● **COMPLETE THE FOLLOWING**:
A. Copy out a section of the passage about the founding of North Atlanta Voices, beginning at the words "He was hired" and stopping after "at her home.".
B. According to the passage about the founding of North Atlanta Voices, in what month and year did Tarrant ask Logan whether she wanted to start a community chorus?

● **SELECTED PASSAGE**:
--- START ---

Lucas Tarrant was a frustrated singer, voice teacher and choral conductor searching for a way to spread his love of music and make it accessible to everyone. Driving down Roswell Road about five years ago, he saw the sign for Sandy Springs Music. He pulled in on a whim and asked if the store needed a voice teacher.
He was hired on the spot.
Cheryl Logan spent her career managing and owning businesses, but wanted to find a way to express herself artistically. While driving down Roswell Road one afternoon several years ago, she saw the sign for Sandy Springs Music and decided to quickly whip into the parking lot. She went in and asked about voice lessons.
She and Tarrant met and he started teaching her private lessons at her home.
“Our meeting was serendipitous,” Logan, 65, says.

The voice lessons were inspirational for both and the two eventually became best friends. In March 2018, during a voice lesson in Logan’s living room, Tarrant, 30, asked her if she wanted to started a community chorus. Without hesitation, she said yes.
They named the chorus North Atlanta Voices, designed a logo, got business cards, created a website, all from their new headquarters in Logan’s living room.
Of course, they would also need people to sing in the chorus in a metro Atlanta area where many choruses already existed. All of these choruses, though, required singers to audition.

--- END ---

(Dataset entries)

--- START ---

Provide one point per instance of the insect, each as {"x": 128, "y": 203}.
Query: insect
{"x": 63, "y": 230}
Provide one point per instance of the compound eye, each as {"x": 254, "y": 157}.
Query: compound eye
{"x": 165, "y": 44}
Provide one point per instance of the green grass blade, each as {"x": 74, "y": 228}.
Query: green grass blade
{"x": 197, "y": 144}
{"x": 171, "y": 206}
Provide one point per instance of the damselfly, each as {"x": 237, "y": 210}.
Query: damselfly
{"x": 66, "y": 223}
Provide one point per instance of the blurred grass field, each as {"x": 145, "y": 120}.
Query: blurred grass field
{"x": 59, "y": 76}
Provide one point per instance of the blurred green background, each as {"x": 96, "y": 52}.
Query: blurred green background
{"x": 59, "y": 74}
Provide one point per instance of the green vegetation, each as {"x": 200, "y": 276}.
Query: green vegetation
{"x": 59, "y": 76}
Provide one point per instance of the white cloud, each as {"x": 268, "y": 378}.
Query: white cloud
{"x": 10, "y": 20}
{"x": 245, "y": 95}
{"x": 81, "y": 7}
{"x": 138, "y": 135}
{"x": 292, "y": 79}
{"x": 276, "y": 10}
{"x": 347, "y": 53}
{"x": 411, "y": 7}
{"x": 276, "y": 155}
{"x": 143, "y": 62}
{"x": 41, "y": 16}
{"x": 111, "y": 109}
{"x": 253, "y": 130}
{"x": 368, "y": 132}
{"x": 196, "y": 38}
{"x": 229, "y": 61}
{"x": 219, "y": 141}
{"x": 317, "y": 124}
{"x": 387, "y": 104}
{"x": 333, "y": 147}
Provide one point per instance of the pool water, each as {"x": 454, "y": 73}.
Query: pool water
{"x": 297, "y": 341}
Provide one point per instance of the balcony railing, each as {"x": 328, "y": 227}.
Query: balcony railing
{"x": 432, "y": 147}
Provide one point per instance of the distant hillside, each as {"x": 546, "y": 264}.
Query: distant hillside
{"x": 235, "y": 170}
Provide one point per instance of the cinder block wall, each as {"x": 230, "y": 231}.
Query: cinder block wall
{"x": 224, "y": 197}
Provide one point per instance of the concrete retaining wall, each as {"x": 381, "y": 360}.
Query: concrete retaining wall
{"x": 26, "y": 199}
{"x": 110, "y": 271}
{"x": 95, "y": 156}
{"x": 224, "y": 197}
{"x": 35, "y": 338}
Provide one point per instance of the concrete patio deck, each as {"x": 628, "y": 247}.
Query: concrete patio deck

--- END ---

● **EXPECTED OUTPUTS**:
A.
He was hired on the spot.
Cheryl Logan spent her career managing and owning businesses, but wanted to find a way to express herself artistically. While driving down Roswell Road one afternoon several years ago, she saw the sign for Sandy Springs Music and decided to quickly whip into the parking lot. She went in and asked about voice lessons.
She and Tarrant met and he started teaching her private lessons at her home.

B. March 2018